Written request: Continue the article on building a 360-degree consumer view with AWS Entity Resolution and Amazon Neptune, picking up right after its last sentence.

Passage to read:
=-=-=
AWS for Industries
Create a 360-degree view of your consumers using AWS Entity Resolution and Amazon Neptune
Marketers and advertisers need a unified view of consumer data to drive highly relevant marketing and advertising experiences across web, mobile, contact center, and social media channels. For example, if a consumer is shopping for a pair of sneakers on a brand’s website, the marketer would like to surface the most relevant products to save the consumer time and effort. According to McKinsey, 71 percent of consumers expect brands to deliver personalized interactions, and 76 percent of consumers get frustrated when they do not get personalized interactions. However, to deliver a personalized experience, companies need to ingest, match, and query consumer data across multiple touchpoints, including web, mobile, email, social media, and other channels, to create a unified view to understand the consumer.
This blog post describes a composable architecture pattern on Amazon Web Services (AWS) that helps data engineering teams build ingestion, matching, and querying solutions to empower marketers with a 360-degree view of their consumers. In this blog, you will learn how to connect related consumer information to develop a unified view of the consumer with higher accuracy, lower costs, and complete configurability using AWS Entity Resolution—which helps you more easily match, link, and enhance related customer, product, business, or healthcare records stored across multiple applications, channels, and data stores—and Amazon Neptune, a serverless graph database designed for superior scalability and availability.
A unified consumer view helps marketers deliver highly accurate personalization campaigns, thereby increasing consumer engagement and brand trust. Today, companies spend months of development time building data matching and data querying solutions to connect related consumer records gathered through different channels, such as email interactions, in-store purchases, and website visits. Additionally, once built, these solutions need to be kept up to date with the latest changes in first-party data management systems. For example, a system must continually connect incoming, anonymous consumer records with known consumer identities. These solutions are costly to build, maintain, and keep up to date with changes in consumer data, which means they can be inaccurate, less durable, and inflexible to use and maintain.
Introduction to the AWS services used
AWS Entity Resolution offers advanced matching techniques, such as rule-based, machine learning (ML) model–powered, and data service provider matching to help you more accurately link related sets of consumer information, product codes, or business data codes.
=-=-=
Information supplied:
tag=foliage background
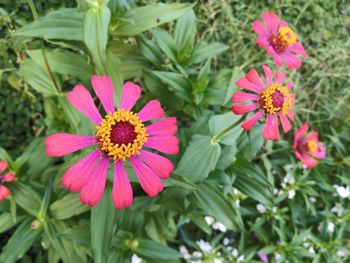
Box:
[0,0,350,262]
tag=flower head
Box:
[232,65,294,140]
[0,160,15,202]
[293,124,326,169]
[253,12,307,69]
[45,76,179,209]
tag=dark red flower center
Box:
[110,121,137,145]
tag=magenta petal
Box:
[275,70,286,84]
[262,65,273,86]
[241,111,264,131]
[232,103,259,115]
[62,150,101,192]
[67,85,102,124]
[112,161,133,209]
[0,185,11,202]
[91,75,114,114]
[0,160,8,174]
[119,81,141,111]
[263,115,280,140]
[232,91,259,103]
[138,150,174,179]
[80,157,109,207]
[278,113,292,132]
[143,136,179,154]
[129,156,163,197]
[45,133,96,157]
[252,20,266,35]
[137,100,164,122]
[146,117,177,136]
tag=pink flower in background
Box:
[0,160,15,202]
[232,65,294,140]
[45,76,179,209]
[293,124,326,169]
[253,12,307,69]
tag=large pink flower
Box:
[293,124,326,169]
[45,76,179,209]
[232,65,294,140]
[253,12,307,69]
[0,160,15,202]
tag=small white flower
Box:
[196,239,213,253]
[256,204,266,214]
[204,216,215,226]
[288,189,295,199]
[131,254,142,263]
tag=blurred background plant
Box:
[0,0,350,262]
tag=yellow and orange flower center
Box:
[270,27,297,53]
[258,83,292,115]
[96,109,148,161]
[306,141,317,152]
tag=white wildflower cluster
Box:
[204,216,227,233]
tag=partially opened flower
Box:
[293,124,326,169]
[0,160,15,202]
[253,12,307,69]
[232,65,294,140]
[45,76,178,209]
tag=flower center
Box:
[96,109,148,161]
[258,83,292,115]
[306,141,317,152]
[270,27,297,53]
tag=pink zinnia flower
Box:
[293,124,326,169]
[0,160,15,202]
[253,12,307,69]
[232,65,294,140]
[45,76,179,209]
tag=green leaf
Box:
[193,183,243,231]
[14,8,83,41]
[113,3,194,36]
[50,193,89,220]
[19,58,57,96]
[91,186,116,263]
[0,217,42,263]
[28,49,94,80]
[174,135,221,182]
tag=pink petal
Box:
[67,85,102,124]
[252,20,267,35]
[80,157,109,207]
[232,103,259,115]
[45,133,96,157]
[146,117,177,136]
[275,70,286,84]
[0,160,8,173]
[246,68,265,88]
[119,81,141,111]
[241,111,264,131]
[62,150,101,192]
[143,136,179,154]
[232,91,259,103]
[0,185,11,202]
[112,161,133,209]
[262,65,273,86]
[236,78,260,93]
[138,150,174,179]
[129,156,163,197]
[137,100,164,122]
[91,75,114,114]
[288,42,307,58]
[278,113,292,132]
[283,52,301,69]
[263,114,280,140]
[0,172,15,182]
=-=-=
Answer to the problem:
Amazon Neptune is a managed graph database that supports applications with highly connected datasets with millisecond latencies, such as mapping consumer behaviors to campaigns, building recommendation engines, representing consumer journeys, and visualizing a unified view of the consumer. A 360-degree consumer graph in Amazon Neptune can drive more accurate results for product or content recommendation and householding by traversing consumer behaviors and relationships.
Illustrative example: Connecting anonymous consumer data with known consumer data using first-party identifiers
More often than not, users interacting with digital assets are anonymous visitors. They navigate through various pages on the web or on mobile without sharing any identifiable information such as name, email, or phone, so they are categorized as anonymous visitors. Anecdotal data from Forbes indicates that about 90 percent of website traffic is composed of anonymous visitors. The first step for identifying anonymous visitors is capturing website traffic. You can capture identified user and anonymous visitor traffic through clickstream events from the web or mobile and store the events in data lakes such as Amazon Simple Storage Service (Amazon S3), which is an object storage built to retrieve virtually any amount of data from anywhere. Next, you need to match and link these anonymous visitors with other known visitor records to develop a complete, or unified, view of your consumers. With a comprehensive understanding of their consumers, marketers can then create personalized messages and campaigns to increase awareness and engagement.
Let’s understand this with an example. If someone visits your page a couple of times in a day but does not sign in or perform any interaction that requires providing personal information (such as an email address), you have a series of clickstream data but no identifying record to attribute these events to a specific user. This is reflected by Click 1 and Click 2 in figure 1 below. However, as soon as the user signs in or makes a purchase (Click 3), he or she provides identity information, which gives an opportunity to attribute all the historical clickstream events to that user and understand his or her access pattern better.
Note that in the figure below, a MatchRule1 represents a rule configured within AWS Entity Resolution to link the incoming events and match them to a particular group (Group 1).
Taking this example further in figure 2, if multiple users from the same household access your page from a common device (Click 4) or different devices (Click 5), event records that are collected from users’ clickstream data can be used to link the sessions together. This linkage gives more information about the household consumer journey.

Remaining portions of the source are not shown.